▶ Stored data:
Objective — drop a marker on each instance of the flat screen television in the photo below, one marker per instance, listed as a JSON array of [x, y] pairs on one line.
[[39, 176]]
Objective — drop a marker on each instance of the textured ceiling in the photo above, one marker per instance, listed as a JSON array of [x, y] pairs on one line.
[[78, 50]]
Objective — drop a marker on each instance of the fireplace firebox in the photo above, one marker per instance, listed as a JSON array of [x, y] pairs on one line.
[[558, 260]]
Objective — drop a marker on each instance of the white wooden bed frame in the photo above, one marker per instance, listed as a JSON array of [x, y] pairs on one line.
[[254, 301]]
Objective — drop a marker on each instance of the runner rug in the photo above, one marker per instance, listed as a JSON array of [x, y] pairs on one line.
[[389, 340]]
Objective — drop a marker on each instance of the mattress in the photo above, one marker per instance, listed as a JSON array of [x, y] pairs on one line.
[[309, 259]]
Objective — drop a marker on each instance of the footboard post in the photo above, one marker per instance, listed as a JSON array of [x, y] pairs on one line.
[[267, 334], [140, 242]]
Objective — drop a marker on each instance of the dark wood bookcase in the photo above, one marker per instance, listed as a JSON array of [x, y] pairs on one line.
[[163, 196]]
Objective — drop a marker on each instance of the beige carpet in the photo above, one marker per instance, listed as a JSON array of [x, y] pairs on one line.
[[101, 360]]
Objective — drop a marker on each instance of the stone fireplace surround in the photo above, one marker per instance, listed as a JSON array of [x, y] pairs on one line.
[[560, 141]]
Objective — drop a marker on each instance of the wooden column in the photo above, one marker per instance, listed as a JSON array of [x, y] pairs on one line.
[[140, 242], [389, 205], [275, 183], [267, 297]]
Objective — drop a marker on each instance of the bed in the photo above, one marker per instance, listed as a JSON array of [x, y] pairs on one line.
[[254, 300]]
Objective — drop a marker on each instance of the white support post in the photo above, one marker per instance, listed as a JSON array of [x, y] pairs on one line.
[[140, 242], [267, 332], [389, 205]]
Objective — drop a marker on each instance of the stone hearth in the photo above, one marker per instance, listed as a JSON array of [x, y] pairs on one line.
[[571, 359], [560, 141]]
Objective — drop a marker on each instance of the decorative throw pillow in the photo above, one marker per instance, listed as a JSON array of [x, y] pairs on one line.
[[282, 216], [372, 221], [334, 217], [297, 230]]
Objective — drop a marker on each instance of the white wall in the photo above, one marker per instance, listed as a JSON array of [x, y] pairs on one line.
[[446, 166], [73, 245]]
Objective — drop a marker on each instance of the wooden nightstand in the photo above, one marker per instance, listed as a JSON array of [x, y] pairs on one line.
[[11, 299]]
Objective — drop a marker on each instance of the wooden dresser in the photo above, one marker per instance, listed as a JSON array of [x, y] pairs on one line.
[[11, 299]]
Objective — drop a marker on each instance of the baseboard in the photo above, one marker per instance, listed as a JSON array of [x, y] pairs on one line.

▶ Prompt:
The listing above must be transcribed exactly, line by line.

▶ Result for this exercise:
Objective — drop a marker on each instance of the flat screen television in the photo below, one marker per instance, listed as a JSON array of [x, y] pairs on one line.
[[39, 176]]
Objective — drop a marker on each instance of the textured ceiling in the photo above, one marker per instance, listed as a JSON array of [x, y] pairs on one line.
[[78, 50]]
Objective — drop a marker on each instance of the fireplace firebox in the photo above, one marker per instance, listed as a JSON array of [x, y] pairs on one line.
[[558, 260]]
Objective — drop a marker on each instance of the white wooden bed frame in the photo above, one marker per instance, listed as a JSON array of [x, y] pairs on one line.
[[254, 301]]
Objective — drop a marker on each instance of the runner rug in the photo above, one marker per instance, listed as a JSON array of [x, y] pairs on one line.
[[389, 340]]
Objective — drop a marker on each instance of the mattress in the photo above, one marker per instance, listed as a JSON array of [x, y] pairs on one line.
[[309, 259]]
Objective — drop a marker on each instance of the footboard post in the photo above, one marker per instance, listed as a JSON array of [x, y] pairs on one line.
[[267, 334], [140, 242]]
Objective — drop a marker on each instance of the dark wood bookcase in the photo above, one marker per instance, listed as a JSON array of [x, y] pairs on one line.
[[163, 196]]
Objective — drop a marker on each instance of the beige carpet in the photo above, one marker per instance, listed as a JSON array of [x, y] pairs on one line.
[[101, 360]]
Objective — drop a marker on each instance of the stone fireplace surround in the photo above, one marker per instance, listed as a JSON array of [x, y] pairs on one line.
[[560, 141]]
Objective — drop a marker on each instance of the wooden column in the photo above, one marker per instance, listed as a JSON array of [x, y] pairs on one line.
[[140, 242], [389, 205], [275, 183], [267, 297]]
Objective — drop a marker on each instance of the bed in the photo above, one marker per instance, listed as a JSON array of [x, y] pairs on one line.
[[254, 300]]
Objective — drop a marker on each instance of the white support post in the photo above, one marker per instance, listed as a JSON array of [x, y] pairs on one line.
[[140, 242], [267, 332], [389, 205]]
Objective — drop a marker on each instance of the stone hearth in the photo above, one marker per instance, listed as a JSON array of [x, y] pairs on one line.
[[571, 359], [560, 141]]
Objective — drop a marker on each instance of the decorative throw pillow in the photo above, one marker per instance, listed as a JSON array of [x, y] pairs on one line.
[[282, 216], [372, 221], [334, 217], [297, 230]]
Objective — drop a marker on each instance of the white wall in the photo above, one marker per instance, listed as a JSON array of [x, y] pairs on one line.
[[446, 166], [73, 245]]
Objective — drop a marker on each instance of the wooden nightstand in the photo above, one marker per instance, listed as a JSON array of [x, y] pairs on one line.
[[11, 299]]
Objective — drop a marker on each instance of the wooden dresser in the photo above, one marker per instance, listed as a JSON array of [x, y] pairs on one line.
[[11, 299]]
Objective — drop a marker on each instance of the baseboard in the photo above, one marker per instance, listed as a JSON array of [x, y] pairs on one line.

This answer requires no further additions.